### [Source document]

####################

The cemetery’s southern expansion project will add about 60,000 burial sites, across 37 acres of new burial plots and an above-ground columbarium, allowing the cemetery to continue military burials through the 2050s. It will also bring the Air Force Memorial within the cemetery grounds, and add a parking garage across Columbia Pike.

The federal government acquired county-owned land for the expansion via an eminent domain suit this summer. In exchange, the feds are paying for the reconfiguration of Columbia Pike and the creation of a new S. Nash Street in the tiny Foxcroft Heights neighborhood adjacent to the Air Force Memorial — a $60 million project.

“The expansion project will benefit Arlington County and its residents by, among other things, burying overhead power lines and incorporating the Air Force Memorial and surrounding vacant land into Arlington National Cemetery,” the federal government said in June. “The project will transform Columbia Pike from South Oak Street to Washington Boulevard by re-aligning and widening it. The project includes streetscape zones with trees on both sides of Columbia Pike, adding a new dedicated bike path, and widening pedestrian walkways.”

####################

### [Provided material]
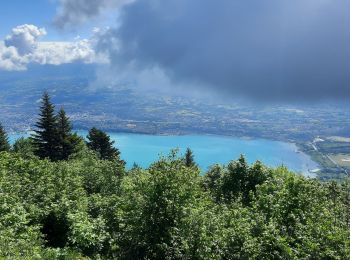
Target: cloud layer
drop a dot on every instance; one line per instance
(72, 13)
(274, 49)
(22, 47)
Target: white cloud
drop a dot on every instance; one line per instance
(72, 13)
(22, 47)
(24, 38)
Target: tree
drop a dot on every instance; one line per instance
(24, 147)
(100, 142)
(189, 158)
(45, 137)
(67, 141)
(4, 143)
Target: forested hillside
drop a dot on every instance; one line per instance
(62, 197)
(91, 207)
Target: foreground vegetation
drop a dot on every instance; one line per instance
(65, 198)
(91, 207)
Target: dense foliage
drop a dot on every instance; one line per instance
(88, 207)
(62, 198)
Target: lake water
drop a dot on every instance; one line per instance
(208, 150)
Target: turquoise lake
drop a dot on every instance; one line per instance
(208, 150)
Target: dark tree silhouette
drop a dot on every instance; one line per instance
(67, 141)
(4, 143)
(45, 137)
(100, 142)
(189, 158)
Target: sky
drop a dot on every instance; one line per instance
(263, 50)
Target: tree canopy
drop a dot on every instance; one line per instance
(89, 207)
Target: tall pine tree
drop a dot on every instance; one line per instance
(45, 137)
(4, 143)
(100, 142)
(66, 140)
(189, 158)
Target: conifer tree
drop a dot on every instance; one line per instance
(4, 143)
(45, 137)
(189, 158)
(100, 142)
(66, 140)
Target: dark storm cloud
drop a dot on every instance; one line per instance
(264, 49)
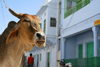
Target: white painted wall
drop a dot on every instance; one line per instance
(82, 19)
(72, 44)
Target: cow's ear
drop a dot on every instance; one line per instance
(13, 35)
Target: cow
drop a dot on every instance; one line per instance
(22, 36)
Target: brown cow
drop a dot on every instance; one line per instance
(23, 37)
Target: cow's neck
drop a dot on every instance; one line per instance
(14, 54)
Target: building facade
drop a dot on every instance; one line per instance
(80, 33)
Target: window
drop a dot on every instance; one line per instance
(53, 22)
(40, 57)
(44, 26)
(41, 25)
(80, 49)
(48, 59)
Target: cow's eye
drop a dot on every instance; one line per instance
(26, 20)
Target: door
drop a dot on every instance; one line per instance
(90, 54)
(48, 59)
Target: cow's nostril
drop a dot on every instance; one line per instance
(38, 35)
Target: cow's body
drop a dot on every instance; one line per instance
(18, 38)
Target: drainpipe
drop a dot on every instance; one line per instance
(57, 32)
(95, 35)
(62, 39)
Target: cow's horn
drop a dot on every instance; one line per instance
(14, 13)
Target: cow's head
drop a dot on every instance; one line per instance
(27, 30)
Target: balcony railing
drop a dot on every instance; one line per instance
(76, 8)
(84, 62)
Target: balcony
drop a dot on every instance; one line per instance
(76, 8)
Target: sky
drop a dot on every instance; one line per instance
(19, 6)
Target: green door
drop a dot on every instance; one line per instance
(80, 51)
(48, 59)
(90, 54)
(99, 48)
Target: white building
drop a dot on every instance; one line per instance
(81, 32)
(49, 17)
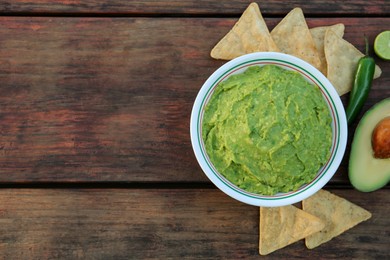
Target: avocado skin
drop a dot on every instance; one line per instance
(367, 173)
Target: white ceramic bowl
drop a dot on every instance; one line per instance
(336, 110)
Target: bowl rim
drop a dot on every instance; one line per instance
(339, 127)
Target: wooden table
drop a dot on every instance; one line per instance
(95, 154)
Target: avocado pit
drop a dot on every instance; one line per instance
(381, 139)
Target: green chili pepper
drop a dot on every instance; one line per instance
(361, 86)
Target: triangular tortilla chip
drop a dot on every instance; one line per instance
(292, 36)
(282, 226)
(249, 34)
(342, 59)
(318, 34)
(339, 215)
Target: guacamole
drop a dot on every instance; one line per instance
(267, 130)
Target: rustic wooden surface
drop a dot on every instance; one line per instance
(163, 224)
(95, 153)
(109, 99)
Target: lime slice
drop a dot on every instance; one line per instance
(382, 45)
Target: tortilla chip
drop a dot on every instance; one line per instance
(292, 36)
(318, 34)
(338, 213)
(282, 226)
(342, 59)
(249, 34)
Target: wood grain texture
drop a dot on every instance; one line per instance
(193, 7)
(161, 224)
(109, 99)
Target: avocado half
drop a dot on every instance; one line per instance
(366, 172)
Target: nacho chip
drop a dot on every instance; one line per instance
(342, 59)
(249, 34)
(338, 213)
(282, 226)
(318, 34)
(292, 36)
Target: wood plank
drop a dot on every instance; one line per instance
(109, 99)
(138, 224)
(191, 7)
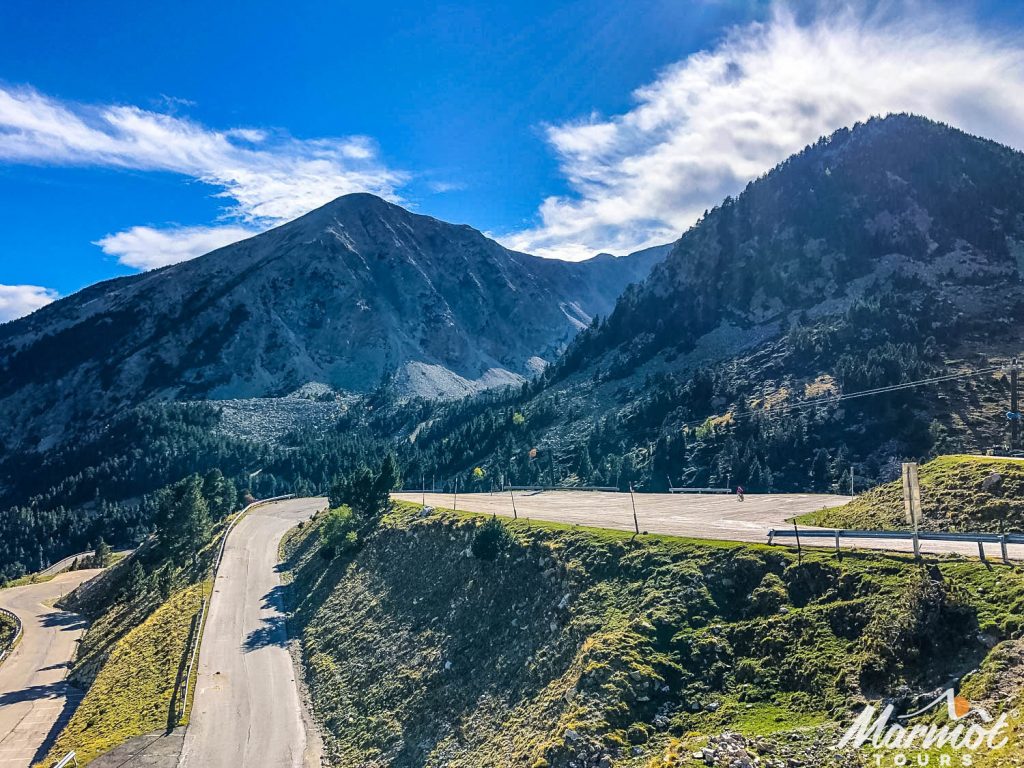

####################

### [What needs to be done]
Please continue the article about the Arlington National Cemetery southern expansion, starting right after its last sentence.

### [Exercise output]
In all, the cemetery expansion and the road project are expected to cost $420 million, most of which has already been appropriated by Congress.

Separately, the federal government is also planning a visitor center for the 9/11 Memorial at the Pentagon, across from the expanded portion of the cemetery closer to the Pentagon, as well as a new trail along the cemetery border from Foxcroft Heights to Memorial Drive.

The National Capital Planning Commission discussed the cemetery expansion plan at a review meeting last week. A presentation that preceded the discussion included a number of renderings of the project, as seen above.

The commission largely approved of the plan, but asked the Army to “submit a revised design for the Air Force Memorial vehicular entrance gate to address the unwelcoming experience created by the 60-foot line of bollards and fencing.”